[Coordinate annotation records]
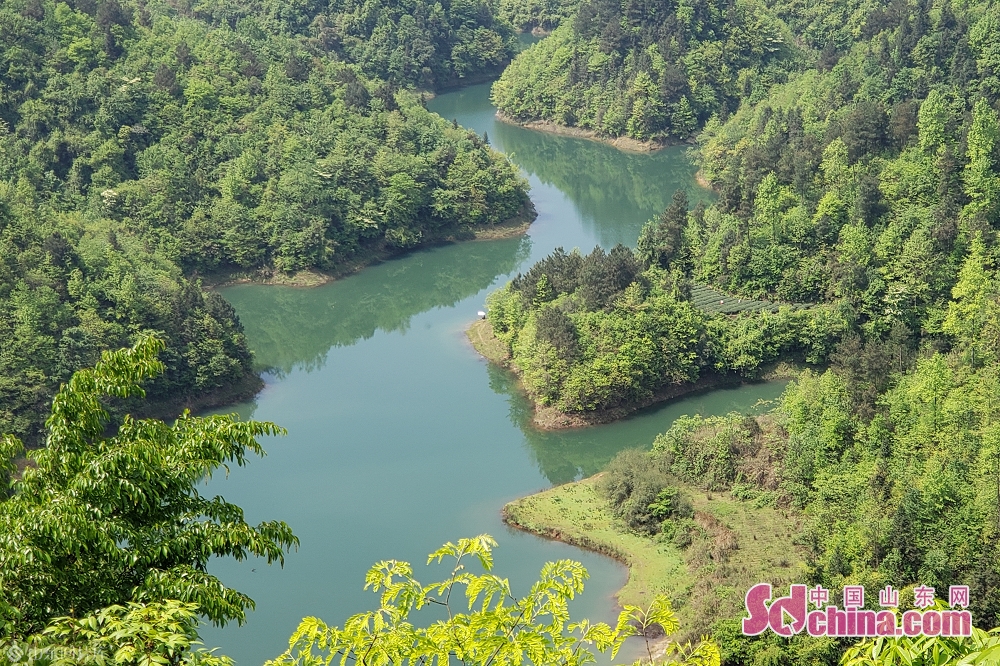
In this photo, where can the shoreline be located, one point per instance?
(312, 277)
(480, 335)
(622, 143)
(702, 580)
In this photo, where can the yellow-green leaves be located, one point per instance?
(108, 513)
(498, 628)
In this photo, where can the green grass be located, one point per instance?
(705, 581)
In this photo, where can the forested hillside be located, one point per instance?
(143, 144)
(650, 71)
(867, 184)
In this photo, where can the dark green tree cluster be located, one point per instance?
(536, 15)
(650, 71)
(865, 179)
(416, 42)
(107, 513)
(144, 142)
(69, 290)
(640, 491)
(604, 330)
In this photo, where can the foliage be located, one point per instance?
(863, 180)
(647, 71)
(531, 15)
(108, 513)
(67, 292)
(639, 491)
(427, 44)
(595, 332)
(981, 649)
(135, 634)
(141, 145)
(497, 627)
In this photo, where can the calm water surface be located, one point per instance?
(400, 437)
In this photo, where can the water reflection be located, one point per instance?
(293, 327)
(614, 192)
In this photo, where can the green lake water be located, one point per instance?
(400, 436)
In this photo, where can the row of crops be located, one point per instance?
(710, 300)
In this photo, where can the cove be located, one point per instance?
(400, 437)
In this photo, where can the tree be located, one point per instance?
(108, 512)
(971, 298)
(498, 628)
(982, 184)
(981, 649)
(660, 240)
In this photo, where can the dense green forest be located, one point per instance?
(144, 144)
(650, 71)
(610, 329)
(863, 183)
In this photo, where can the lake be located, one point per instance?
(400, 436)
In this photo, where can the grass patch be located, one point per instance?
(737, 544)
(481, 336)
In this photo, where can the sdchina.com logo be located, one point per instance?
(789, 615)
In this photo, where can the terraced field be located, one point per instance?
(710, 300)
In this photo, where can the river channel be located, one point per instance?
(400, 437)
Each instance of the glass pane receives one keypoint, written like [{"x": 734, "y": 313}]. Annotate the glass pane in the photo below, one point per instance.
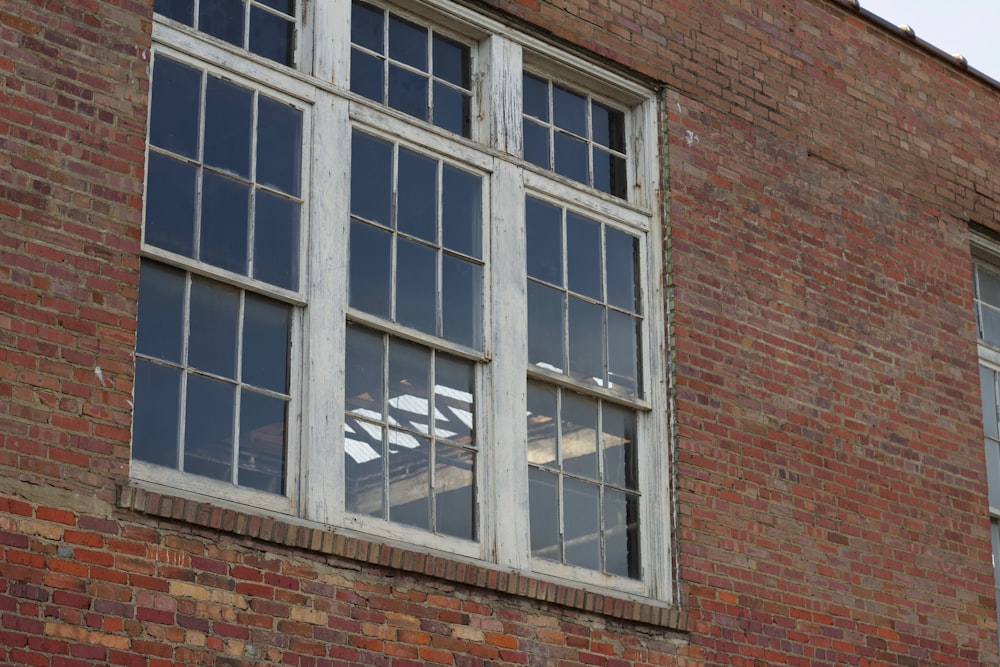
[
  {"x": 279, "y": 146},
  {"x": 545, "y": 327},
  {"x": 536, "y": 144},
  {"x": 569, "y": 111},
  {"x": 543, "y": 506},
  {"x": 222, "y": 19},
  {"x": 454, "y": 390},
  {"x": 461, "y": 215},
  {"x": 263, "y": 432},
  {"x": 214, "y": 321},
  {"x": 536, "y": 97},
  {"x": 178, "y": 10},
  {"x": 544, "y": 232},
  {"x": 987, "y": 384},
  {"x": 451, "y": 61},
  {"x": 208, "y": 429},
  {"x": 408, "y": 92},
  {"x": 622, "y": 252},
  {"x": 364, "y": 373},
  {"x": 160, "y": 325},
  {"x": 454, "y": 498},
  {"x": 571, "y": 157},
  {"x": 174, "y": 107},
  {"x": 367, "y": 26},
  {"x": 363, "y": 473},
  {"x": 609, "y": 174},
  {"x": 451, "y": 109},
  {"x": 583, "y": 256},
  {"x": 272, "y": 36},
  {"x": 586, "y": 340},
  {"x": 461, "y": 301},
  {"x": 407, "y": 43},
  {"x": 371, "y": 179},
  {"x": 225, "y": 216},
  {"x": 266, "y": 330},
  {"x": 416, "y": 286},
  {"x": 157, "y": 413},
  {"x": 170, "y": 204},
  {"x": 623, "y": 353},
  {"x": 578, "y": 425},
  {"x": 618, "y": 441},
  {"x": 409, "y": 382},
  {"x": 621, "y": 534},
  {"x": 366, "y": 75},
  {"x": 409, "y": 480},
  {"x": 370, "y": 271},
  {"x": 541, "y": 425},
  {"x": 417, "y": 195},
  {"x": 228, "y": 120},
  {"x": 582, "y": 523},
  {"x": 276, "y": 240}
]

__WHAT YOU ARE ASKED TO DO__:
Leave out the pictures and copy the rest of the material above exactly.

__RESULT OF THE EXERCISE__:
In this photo, where can the shoreline be located, one point per instance?
(312, 277)
(480, 335)
(622, 143)
(702, 580)
In this photo, where can the yellow-green leaves be located, one point per instance?
(108, 513)
(498, 628)
In this photo, where can the green grass be located, one point per instance?
(705, 581)
In this photo, where can the forested hillside be located, one point per instance?
(143, 144)
(650, 71)
(867, 184)
In this photo, where can the dark green tree cluster be located, one point per instance?
(536, 15)
(650, 71)
(865, 179)
(416, 42)
(107, 513)
(144, 142)
(69, 290)
(640, 491)
(604, 330)
In this photo, where can the foliage be located, one point per instance?
(863, 180)
(647, 71)
(531, 15)
(108, 513)
(67, 292)
(639, 491)
(427, 44)
(595, 332)
(981, 649)
(135, 634)
(141, 145)
(497, 627)
In this photo, where can the calm water surface be located, one point per instance?
(400, 437)
In this photo, where can the water reflection be located, one point per instance?
(293, 327)
(614, 192)
In this photo, where can the green lake water be located, one point per instance?
(400, 436)
In this photo, where can the row of crops be located, one point per instance?
(710, 300)
In this photo, where can the cove be located, one point per instance?
(400, 437)
In this photo, where can the tree be located, one point per instance?
(108, 512)
(971, 298)
(498, 628)
(982, 184)
(981, 649)
(660, 240)
In this photo, where can the dense green forest be located, one point per instance?
(144, 144)
(650, 71)
(610, 329)
(863, 183)
In this photo, where can the lake be located, one point per instance?
(400, 436)
In this photo, where can the grass patch be located, one point per instance?
(737, 544)
(481, 336)
In this photo, where can the sdchina.com logo be located, one point per instance?
(789, 615)
In this photo, where can the terraced field be located, one point per instance?
(710, 300)
In this photo, where can the river channel be located, one point per instance?
(400, 437)
Each instance of the glass pane receives one keypoint, written like [{"x": 734, "y": 313}]. Annotate the glass pane in the photo below, one point per instance.
[
  {"x": 279, "y": 146},
  {"x": 545, "y": 327},
  {"x": 536, "y": 144},
  {"x": 569, "y": 111},
  {"x": 543, "y": 506},
  {"x": 222, "y": 19},
  {"x": 454, "y": 390},
  {"x": 461, "y": 215},
  {"x": 263, "y": 432},
  {"x": 214, "y": 321},
  {"x": 536, "y": 97},
  {"x": 178, "y": 10},
  {"x": 544, "y": 232},
  {"x": 987, "y": 384},
  {"x": 451, "y": 61},
  {"x": 208, "y": 429},
  {"x": 408, "y": 92},
  {"x": 622, "y": 252},
  {"x": 364, "y": 373},
  {"x": 160, "y": 325},
  {"x": 454, "y": 498},
  {"x": 571, "y": 157},
  {"x": 174, "y": 107},
  {"x": 367, "y": 26},
  {"x": 363, "y": 473},
  {"x": 609, "y": 174},
  {"x": 451, "y": 109},
  {"x": 583, "y": 256},
  {"x": 272, "y": 36},
  {"x": 586, "y": 340},
  {"x": 461, "y": 301},
  {"x": 407, "y": 43},
  {"x": 371, "y": 179},
  {"x": 225, "y": 216},
  {"x": 266, "y": 330},
  {"x": 416, "y": 286},
  {"x": 157, "y": 413},
  {"x": 170, "y": 204},
  {"x": 623, "y": 353},
  {"x": 578, "y": 425},
  {"x": 618, "y": 441},
  {"x": 409, "y": 382},
  {"x": 621, "y": 534},
  {"x": 366, "y": 75},
  {"x": 409, "y": 480},
  {"x": 370, "y": 271},
  {"x": 541, "y": 425},
  {"x": 417, "y": 195},
  {"x": 228, "y": 120},
  {"x": 582, "y": 523},
  {"x": 276, "y": 240}
]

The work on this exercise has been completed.